#### SCHRIJFOPDRACHTEN:
1. Schrijf uit het stuk over de Noorse liefde woord voor woord het gedeelte over van "Noorse liefde 2" tot en met "vriendinnetjes niet overkomen.".
2. In welk jaar ging Sissel volgens het stuk over de Noorse liefde terug naar Noorwegen?

Noorse liefde 2
Och Heden – 12 maart 2023

Toen Sissel weer terug was naar Noorwegen – we hebben het over 1967 – schreven we elkaar dus dagelijks en vaak ook ging er iets extra’s de een of andere kant op. Een zelf geëmailleerd asbakje, een plaat, maar vooral foto’s deden het goed. Allereerst waren er natuurlijk de foto’s die Karense en Sissel hadden gemaakt toen ze in Nederland waren. Die waren in Noorwegen ontwikkeld en afgedrukt en daarvan kreeg ik dan wat exemplaren. Maar ik kreeg ook kinderfoto’s van Sissel en een portret van haar met haar ouders en haar broer. Dat is me bij latere vriendinnetjes niet overkomen.
Ook ik stuurde kinderfoto’s van mezelf, maar zo raakte ik ook de foto kwijt waarop ik als driejarig jongetje met een kwast in de hand tegen mijn tranen sta te vechten voor het oog van de camera van de schoolfotograaf. Inderdaad, ik was drie toen ik naar de kleuterschool ging.

#### FRAGMENT UIT DATASET:
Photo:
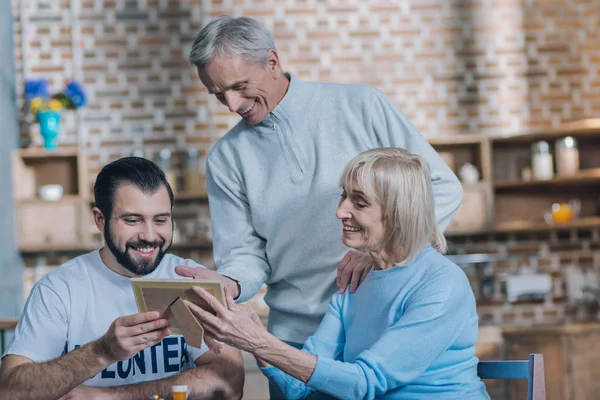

#### ANTWOORDEN:
1.
Noorse liefde 2
Och Heden – 12 maart 2023

Toen Sissel weer terug was naar Noorwegen – we hebben het over 1967 – schreven we elkaar dus dagelijks en vaak ook ging er iets extra’s de een of andere kant op. Een zelf geëmailleerd asbakje, een plaat, maar vooral foto’s deden het goed. Allereerst waren er natuurlijk de foto’s die Karense en Sissel hadden gemaakt toen ze in Nederland waren. Die waren in Noorwegen ontwikkeld en afgedrukt en daarvan kreeg ik dan wat exemplaren. Maar ik kreeg ook kinderfoto’s van Sissel en een portret van haar met haar ouders en haar broer. Dat is me bij latere vriendinnetjes niet overkomen.

2. In 1967.